= Beginning of Section =
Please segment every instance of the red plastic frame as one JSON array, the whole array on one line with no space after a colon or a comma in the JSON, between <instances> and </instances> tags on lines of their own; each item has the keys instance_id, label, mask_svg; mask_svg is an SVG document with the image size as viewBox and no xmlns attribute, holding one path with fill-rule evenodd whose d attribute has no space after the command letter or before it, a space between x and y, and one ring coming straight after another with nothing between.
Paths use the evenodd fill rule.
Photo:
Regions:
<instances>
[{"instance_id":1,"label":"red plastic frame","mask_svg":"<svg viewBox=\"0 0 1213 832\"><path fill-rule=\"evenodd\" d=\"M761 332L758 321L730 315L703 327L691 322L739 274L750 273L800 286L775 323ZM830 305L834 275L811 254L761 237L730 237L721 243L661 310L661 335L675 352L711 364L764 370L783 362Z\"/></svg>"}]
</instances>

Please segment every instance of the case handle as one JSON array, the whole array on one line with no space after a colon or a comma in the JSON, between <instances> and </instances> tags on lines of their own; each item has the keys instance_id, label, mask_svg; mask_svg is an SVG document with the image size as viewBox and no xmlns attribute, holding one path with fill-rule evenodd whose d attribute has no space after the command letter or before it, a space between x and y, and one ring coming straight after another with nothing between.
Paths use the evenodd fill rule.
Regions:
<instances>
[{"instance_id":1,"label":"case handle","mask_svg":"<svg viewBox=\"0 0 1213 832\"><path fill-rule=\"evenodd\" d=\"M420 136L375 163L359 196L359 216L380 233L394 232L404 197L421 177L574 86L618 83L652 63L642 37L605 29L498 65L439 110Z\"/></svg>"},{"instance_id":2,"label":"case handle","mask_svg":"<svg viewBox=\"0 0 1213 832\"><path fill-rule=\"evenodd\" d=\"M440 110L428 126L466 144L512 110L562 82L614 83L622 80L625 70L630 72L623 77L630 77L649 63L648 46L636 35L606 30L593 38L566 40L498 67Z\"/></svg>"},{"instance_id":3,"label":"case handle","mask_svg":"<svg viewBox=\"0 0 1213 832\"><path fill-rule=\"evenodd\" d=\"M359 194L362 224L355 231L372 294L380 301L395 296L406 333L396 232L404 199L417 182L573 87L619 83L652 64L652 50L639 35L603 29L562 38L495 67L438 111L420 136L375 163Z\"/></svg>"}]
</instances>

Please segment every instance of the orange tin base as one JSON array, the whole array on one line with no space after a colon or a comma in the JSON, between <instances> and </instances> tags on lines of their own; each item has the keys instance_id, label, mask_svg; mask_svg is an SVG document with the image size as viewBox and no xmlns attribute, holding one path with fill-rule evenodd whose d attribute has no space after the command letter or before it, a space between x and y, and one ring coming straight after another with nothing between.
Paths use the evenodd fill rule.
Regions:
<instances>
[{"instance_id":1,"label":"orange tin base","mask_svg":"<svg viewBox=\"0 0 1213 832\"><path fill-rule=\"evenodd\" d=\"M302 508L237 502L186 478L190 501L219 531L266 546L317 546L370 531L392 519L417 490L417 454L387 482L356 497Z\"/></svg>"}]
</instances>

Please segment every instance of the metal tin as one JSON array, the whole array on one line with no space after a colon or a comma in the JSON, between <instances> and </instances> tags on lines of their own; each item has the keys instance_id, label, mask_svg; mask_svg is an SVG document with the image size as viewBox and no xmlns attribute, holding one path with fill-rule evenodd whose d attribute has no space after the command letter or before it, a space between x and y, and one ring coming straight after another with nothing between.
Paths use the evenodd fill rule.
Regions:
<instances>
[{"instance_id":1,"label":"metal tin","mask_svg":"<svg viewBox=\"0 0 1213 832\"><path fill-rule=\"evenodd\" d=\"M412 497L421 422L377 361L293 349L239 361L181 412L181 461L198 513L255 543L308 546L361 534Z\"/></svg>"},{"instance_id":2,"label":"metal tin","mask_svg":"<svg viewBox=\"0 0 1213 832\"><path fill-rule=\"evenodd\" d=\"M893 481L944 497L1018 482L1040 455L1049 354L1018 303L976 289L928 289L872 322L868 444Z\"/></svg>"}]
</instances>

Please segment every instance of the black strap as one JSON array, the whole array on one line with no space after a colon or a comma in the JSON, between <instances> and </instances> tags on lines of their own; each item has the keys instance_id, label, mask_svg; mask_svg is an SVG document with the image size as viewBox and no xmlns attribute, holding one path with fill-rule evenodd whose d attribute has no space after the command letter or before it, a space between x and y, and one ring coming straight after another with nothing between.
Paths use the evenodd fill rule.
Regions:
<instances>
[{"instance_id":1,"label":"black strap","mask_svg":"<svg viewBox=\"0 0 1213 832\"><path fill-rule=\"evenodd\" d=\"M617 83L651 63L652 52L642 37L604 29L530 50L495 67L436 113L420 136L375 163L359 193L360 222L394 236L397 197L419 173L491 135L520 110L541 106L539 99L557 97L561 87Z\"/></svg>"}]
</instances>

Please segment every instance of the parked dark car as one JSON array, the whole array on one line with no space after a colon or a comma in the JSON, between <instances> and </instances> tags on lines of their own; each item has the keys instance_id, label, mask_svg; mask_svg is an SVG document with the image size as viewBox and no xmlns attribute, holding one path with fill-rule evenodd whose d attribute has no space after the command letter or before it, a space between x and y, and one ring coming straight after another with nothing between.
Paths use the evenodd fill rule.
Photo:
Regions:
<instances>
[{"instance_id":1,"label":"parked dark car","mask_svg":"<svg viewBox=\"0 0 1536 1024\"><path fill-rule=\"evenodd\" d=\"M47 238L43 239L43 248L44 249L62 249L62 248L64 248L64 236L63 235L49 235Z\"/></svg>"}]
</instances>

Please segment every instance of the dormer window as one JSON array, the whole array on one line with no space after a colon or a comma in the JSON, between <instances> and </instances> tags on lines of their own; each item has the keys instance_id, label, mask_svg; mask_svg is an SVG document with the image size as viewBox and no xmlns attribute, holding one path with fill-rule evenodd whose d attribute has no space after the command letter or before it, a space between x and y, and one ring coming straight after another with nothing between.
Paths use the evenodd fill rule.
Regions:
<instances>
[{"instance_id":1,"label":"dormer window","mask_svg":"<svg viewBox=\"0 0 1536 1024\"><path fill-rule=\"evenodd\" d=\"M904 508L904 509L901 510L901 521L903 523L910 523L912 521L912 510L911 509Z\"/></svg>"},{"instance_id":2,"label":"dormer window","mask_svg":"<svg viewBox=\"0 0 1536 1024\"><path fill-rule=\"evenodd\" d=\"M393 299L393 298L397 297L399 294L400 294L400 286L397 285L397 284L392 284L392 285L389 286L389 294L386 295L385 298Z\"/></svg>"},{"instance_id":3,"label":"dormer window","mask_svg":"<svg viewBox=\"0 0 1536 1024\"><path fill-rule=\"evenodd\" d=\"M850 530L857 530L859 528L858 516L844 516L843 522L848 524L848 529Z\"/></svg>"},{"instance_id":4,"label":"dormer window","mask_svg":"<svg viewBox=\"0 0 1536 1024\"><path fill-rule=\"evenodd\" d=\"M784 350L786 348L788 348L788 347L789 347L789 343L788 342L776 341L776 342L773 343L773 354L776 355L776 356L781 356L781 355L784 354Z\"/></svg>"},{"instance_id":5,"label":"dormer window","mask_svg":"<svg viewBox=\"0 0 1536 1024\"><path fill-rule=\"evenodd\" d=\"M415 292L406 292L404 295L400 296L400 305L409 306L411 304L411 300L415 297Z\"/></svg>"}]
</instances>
= End of Section =
◆ Problem to solve
A verbatim copy of the records above should be returned.

◆ Written response
Please segment every instance of the red plastic frame as one JSON array, the whole array on one line with no space after a colon or a comma in the JSON, between <instances> and </instances> tags on lines of their own; each item has the keys instance_id, label, mask_svg; mask_svg is an SVG document with the image size as viewBox and no xmlns attribute, holding one path with fill-rule evenodd whose d attribute has no space after the command letter or before it, a space between x and y, and one ring coming straight after another with nothing between.
Paths use the evenodd fill rule.
Photo:
Regions:
<instances>
[{"instance_id":1,"label":"red plastic frame","mask_svg":"<svg viewBox=\"0 0 1213 832\"><path fill-rule=\"evenodd\" d=\"M761 332L758 321L730 315L703 327L691 322L739 274L750 273L800 286L775 323ZM830 305L834 275L811 254L761 237L730 237L721 243L661 310L661 335L675 352L711 364L764 370L783 362Z\"/></svg>"}]
</instances>

Please segment every instance of the case handle as one JSON array, the whole array on one line with no space after a colon or a comma in the JSON, between <instances> and </instances> tags on lines of their own; each item has the keys instance_id, label, mask_svg; mask_svg is an SVG document with the image size as viewBox and no xmlns attribute, holding one path with fill-rule evenodd whose d attribute has no space after the command letter or before it, a space between x and y, and one ring coming straight after another with nothing between.
Paths use the evenodd fill rule.
Regions:
<instances>
[{"instance_id":1,"label":"case handle","mask_svg":"<svg viewBox=\"0 0 1213 832\"><path fill-rule=\"evenodd\" d=\"M420 136L375 163L359 196L359 216L380 233L394 232L404 197L421 177L574 86L618 83L652 63L642 37L605 29L498 65L439 110Z\"/></svg>"},{"instance_id":2,"label":"case handle","mask_svg":"<svg viewBox=\"0 0 1213 832\"><path fill-rule=\"evenodd\" d=\"M440 110L428 126L466 144L512 110L562 82L614 83L622 80L625 70L630 72L623 77L630 77L649 63L648 46L636 35L606 30L593 38L566 40L498 67Z\"/></svg>"},{"instance_id":3,"label":"case handle","mask_svg":"<svg viewBox=\"0 0 1213 832\"><path fill-rule=\"evenodd\" d=\"M359 194L362 224L355 231L372 294L380 301L395 296L406 333L396 232L404 199L417 182L573 87L619 83L652 64L652 50L639 35L603 29L562 38L495 67L438 111L420 136L375 163Z\"/></svg>"}]
</instances>

Please segment every instance of the orange tin base as one JSON array, the whole array on one line with no space after a colon or a comma in the JSON, between <instances> and </instances> tags on lines of their own; each item has the keys instance_id, label, mask_svg; mask_svg is an SVG document with the image size as viewBox and no xmlns attribute, holding one path with fill-rule evenodd whose d attribute has no space after the command letter or before it, a space between x and y, and one ring coming straight after another with nothing between.
Paths use the evenodd fill rule.
Regions:
<instances>
[{"instance_id":1,"label":"orange tin base","mask_svg":"<svg viewBox=\"0 0 1213 832\"><path fill-rule=\"evenodd\" d=\"M302 508L237 502L186 478L190 501L219 531L266 546L317 546L370 531L392 519L417 490L417 454L387 482L356 497Z\"/></svg>"}]
</instances>

Please segment every instance of the metal tin as one JSON array, the whole array on one line with no space after a colon or a comma in the JSON, between <instances> and </instances> tags on lines of their own; each item has the keys instance_id, label, mask_svg; mask_svg is an SVG document with the image size as viewBox and no xmlns attribute, holding one path with fill-rule evenodd whose d attribute has no space after the command letter or before it, a space between x and y, and one ring coming straight after another with nothing between.
Paths use the evenodd fill rule.
Regions:
<instances>
[{"instance_id":1,"label":"metal tin","mask_svg":"<svg viewBox=\"0 0 1213 832\"><path fill-rule=\"evenodd\" d=\"M412 497L421 422L377 361L293 349L239 361L181 412L181 461L198 513L255 543L308 546L361 534Z\"/></svg>"},{"instance_id":2,"label":"metal tin","mask_svg":"<svg viewBox=\"0 0 1213 832\"><path fill-rule=\"evenodd\" d=\"M893 481L944 497L1018 482L1040 455L1049 354L1018 303L976 289L928 289L872 322L868 444Z\"/></svg>"}]
</instances>

Please segment every instance of the black strap as one JSON array, the whole array on one line with no space after a colon or a comma in the JSON, between <instances> and </instances> tags on lines of their own; each item has the keys instance_id, label, mask_svg; mask_svg is an SVG document with the image size as viewBox and no xmlns attribute, holding one path with fill-rule evenodd whose d attribute has no space after the command letter or before it, a space between x and y, and one ring coming straight after another with nothing between.
Paths use the evenodd fill rule.
Regions:
<instances>
[{"instance_id":1,"label":"black strap","mask_svg":"<svg viewBox=\"0 0 1213 832\"><path fill-rule=\"evenodd\" d=\"M617 83L651 63L652 52L642 37L604 29L530 50L495 67L436 113L420 136L375 163L359 193L360 222L394 236L397 197L419 173L491 135L520 110L541 106L539 99L557 97L561 87Z\"/></svg>"}]
</instances>

Please segment every instance of the parked dark car as one JSON array, the whole array on one line with no space after a colon or a comma in the JSON, between <instances> and </instances> tags on lines of their own; each item has the keys instance_id, label, mask_svg; mask_svg is an SVG document with the image size as viewBox and no xmlns attribute, holding one path with fill-rule evenodd whose d attribute has no space after the command letter or before it, a space between x and y, and one ring coming straight after another with nothing between.
Paths use the evenodd fill rule.
Photo:
Regions:
<instances>
[{"instance_id":1,"label":"parked dark car","mask_svg":"<svg viewBox=\"0 0 1536 1024\"><path fill-rule=\"evenodd\" d=\"M47 238L43 239L43 248L44 249L62 249L62 248L64 248L64 236L63 235L49 235Z\"/></svg>"}]
</instances>

Please segment every instance of the dormer window as one JSON array, the whole array on one line with no space after a colon or a comma in the JSON, between <instances> and </instances> tags on lines of their own; each item has the keys instance_id, label, mask_svg; mask_svg is an SVG document with the image size as viewBox and no xmlns attribute, holding one path with fill-rule evenodd whose d attribute has no space after the command letter or before it, a space between x and y, and one ring coming straight after another with nothing between.
Paths use the evenodd fill rule.
Regions:
<instances>
[{"instance_id":1,"label":"dormer window","mask_svg":"<svg viewBox=\"0 0 1536 1024\"><path fill-rule=\"evenodd\" d=\"M904 508L904 509L901 510L901 521L903 523L910 523L912 521L912 510L911 509Z\"/></svg>"},{"instance_id":2,"label":"dormer window","mask_svg":"<svg viewBox=\"0 0 1536 1024\"><path fill-rule=\"evenodd\" d=\"M393 299L393 298L397 297L399 294L400 294L400 286L397 285L397 284L392 284L392 285L389 286L389 294L386 295L385 298Z\"/></svg>"},{"instance_id":3,"label":"dormer window","mask_svg":"<svg viewBox=\"0 0 1536 1024\"><path fill-rule=\"evenodd\" d=\"M850 530L857 530L859 528L858 516L844 516L843 522L848 524L848 529Z\"/></svg>"},{"instance_id":4,"label":"dormer window","mask_svg":"<svg viewBox=\"0 0 1536 1024\"><path fill-rule=\"evenodd\" d=\"M784 350L786 348L788 348L788 347L789 347L789 343L788 342L776 341L776 342L773 343L773 354L776 355L776 356L781 356L781 355L784 354Z\"/></svg>"},{"instance_id":5,"label":"dormer window","mask_svg":"<svg viewBox=\"0 0 1536 1024\"><path fill-rule=\"evenodd\" d=\"M415 292L406 292L404 295L400 296L400 305L409 306L411 304L411 300L415 297Z\"/></svg>"}]
</instances>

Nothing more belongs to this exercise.